**Text block**
== Segment start ==
The narrative of aggression against Khalid further compliments the case for ABVP’s terror agenda. After the incident, many have shockingly argued that the violence was justified, given Khalid’s ‘anti-national’ dispositions. The term ‘collateral damage’ has also been thrown around, with reference to other students and faculty members being targeted.
Clearly, for the perpetrators of violence, Umar Khalid was the ‘hard target’ – an essential but not mandatory victim. But, despite his absence, they went ahead with the violence – attacking students and faculty in attendance of the seminar. What does this mean? That ABVP merely intended to send out a ‘message’ to all those who are willing to accord Khalid any medium of expression. Directly harming Khalid wasn’t necessary for them anymore.
This reminds us of how terror groups pick alternative (read: soft) targets when they are incapacitated to harm the hard ones. In many cases, this is highly effective in doing what this particular agenda intends to do – fuel terror.
The Consequence of Violence
In just two days, ABVP’s act of campus violence has had far-reaching consequences. Not unnaturally, students are petrified, and Delhi University’s most eloquent professors appear to be at a loss for words, disoriented by the assault. Sinister messages of goons roaming around North Campus on motorbikes, hunting for individuals that they have identified during the follow-up “DU Fights Back” protests outside Maurice Nagar police station, continue to be circulated on social media platforms in abundance.
The outcome? Students hounded up inside their campus accommodations with doors tightly shut, and some even evacuating the campus.
== Segment end ==
**Data for review**
== Segment start ==
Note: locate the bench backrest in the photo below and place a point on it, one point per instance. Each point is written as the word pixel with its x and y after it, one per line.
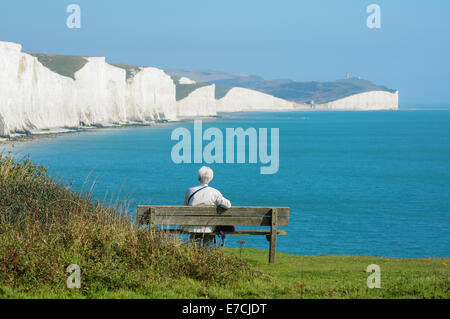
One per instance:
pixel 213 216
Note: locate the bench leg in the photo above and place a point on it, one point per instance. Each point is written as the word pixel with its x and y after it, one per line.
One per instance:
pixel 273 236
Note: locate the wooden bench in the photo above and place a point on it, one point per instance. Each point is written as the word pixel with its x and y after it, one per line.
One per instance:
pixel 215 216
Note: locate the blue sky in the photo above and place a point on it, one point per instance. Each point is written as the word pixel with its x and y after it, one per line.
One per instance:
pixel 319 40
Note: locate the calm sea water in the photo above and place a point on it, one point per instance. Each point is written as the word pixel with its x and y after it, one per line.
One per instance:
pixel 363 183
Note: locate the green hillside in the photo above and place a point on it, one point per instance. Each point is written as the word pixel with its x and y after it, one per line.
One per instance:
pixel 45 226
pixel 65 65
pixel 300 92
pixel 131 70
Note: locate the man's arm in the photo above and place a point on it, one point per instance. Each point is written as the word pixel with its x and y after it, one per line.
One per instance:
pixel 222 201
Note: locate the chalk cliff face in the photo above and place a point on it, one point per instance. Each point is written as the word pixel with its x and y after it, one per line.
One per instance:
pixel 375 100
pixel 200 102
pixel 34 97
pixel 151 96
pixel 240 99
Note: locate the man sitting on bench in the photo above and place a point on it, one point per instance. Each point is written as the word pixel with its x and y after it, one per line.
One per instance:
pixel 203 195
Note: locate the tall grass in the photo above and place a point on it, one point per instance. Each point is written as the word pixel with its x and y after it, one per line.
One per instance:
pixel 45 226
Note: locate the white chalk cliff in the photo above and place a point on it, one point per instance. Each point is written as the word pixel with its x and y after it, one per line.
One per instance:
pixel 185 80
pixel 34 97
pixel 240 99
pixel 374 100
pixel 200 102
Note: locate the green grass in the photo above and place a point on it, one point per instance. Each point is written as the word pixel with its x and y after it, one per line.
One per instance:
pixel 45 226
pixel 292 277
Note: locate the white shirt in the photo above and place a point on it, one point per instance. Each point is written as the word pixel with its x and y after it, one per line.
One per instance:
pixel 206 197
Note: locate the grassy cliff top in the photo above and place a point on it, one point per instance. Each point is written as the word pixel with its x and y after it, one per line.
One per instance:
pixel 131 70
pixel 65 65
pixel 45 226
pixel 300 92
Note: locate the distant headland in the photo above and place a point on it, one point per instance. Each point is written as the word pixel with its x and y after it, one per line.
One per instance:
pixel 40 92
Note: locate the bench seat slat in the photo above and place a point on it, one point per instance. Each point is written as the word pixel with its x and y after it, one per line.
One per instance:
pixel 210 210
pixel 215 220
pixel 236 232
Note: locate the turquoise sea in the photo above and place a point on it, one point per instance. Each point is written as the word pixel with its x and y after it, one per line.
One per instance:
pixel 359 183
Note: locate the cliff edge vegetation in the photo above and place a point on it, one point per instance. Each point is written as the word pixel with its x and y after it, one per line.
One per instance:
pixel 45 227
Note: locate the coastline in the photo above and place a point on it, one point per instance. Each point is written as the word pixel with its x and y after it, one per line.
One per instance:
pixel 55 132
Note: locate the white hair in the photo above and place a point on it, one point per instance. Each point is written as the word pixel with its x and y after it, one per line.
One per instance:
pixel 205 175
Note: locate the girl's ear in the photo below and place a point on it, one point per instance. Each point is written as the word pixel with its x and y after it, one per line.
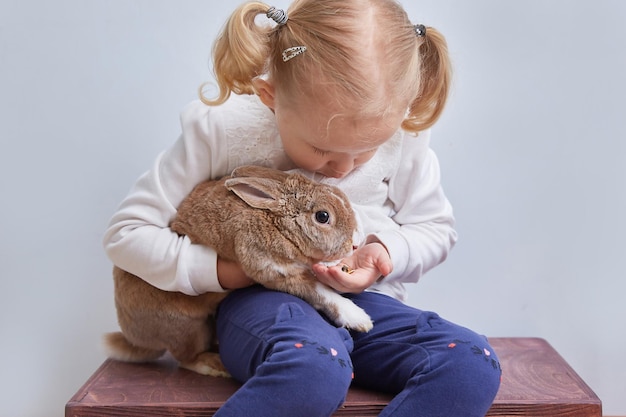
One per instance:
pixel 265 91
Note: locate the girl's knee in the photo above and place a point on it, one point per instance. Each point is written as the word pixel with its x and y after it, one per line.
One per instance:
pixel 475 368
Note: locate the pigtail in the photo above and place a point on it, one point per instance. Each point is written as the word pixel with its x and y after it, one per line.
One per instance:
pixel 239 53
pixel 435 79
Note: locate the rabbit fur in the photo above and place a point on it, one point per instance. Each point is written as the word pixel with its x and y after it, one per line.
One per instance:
== Segment end ==
Please copy the commentary on the campus violence from "Clearly, for the" to "do – fuel terror.", swapping "alternative" for "substitute". Ignore the material; it has nothing to do with this.

Clearly, for the perpetrators of violence, Umar Khalid was the ‘hard target’ – an essential but not mandatory victim. But, despite his absence, they went ahead with the violence – attacking students and faculty in attendance of the seminar. What does this mean? That ABVP merely intended to send out a ‘message’ to all those who are willing to accord Khalid any medium of expression. Directly harming Khalid wasn’t necessary for them anymore.
This reminds us of how terror groups pick substitute (read: soft) targets when they are incapacitated to harm the hard ones. In many cases, this is highly effective in doing what this particular agenda intends to do – fuel terror.